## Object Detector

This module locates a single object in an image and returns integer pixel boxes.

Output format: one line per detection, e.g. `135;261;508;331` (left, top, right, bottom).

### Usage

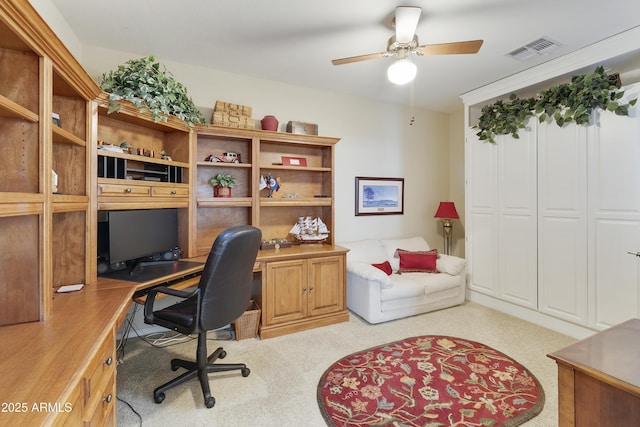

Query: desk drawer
84;375;116;427
151;187;189;197
98;183;151;196
84;335;116;410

**EXERCISE OBJECTIVE:** Please count the lines in the rows above that contain the word "right", and reply with the number alone.

**WRITTEN REPLY:** 1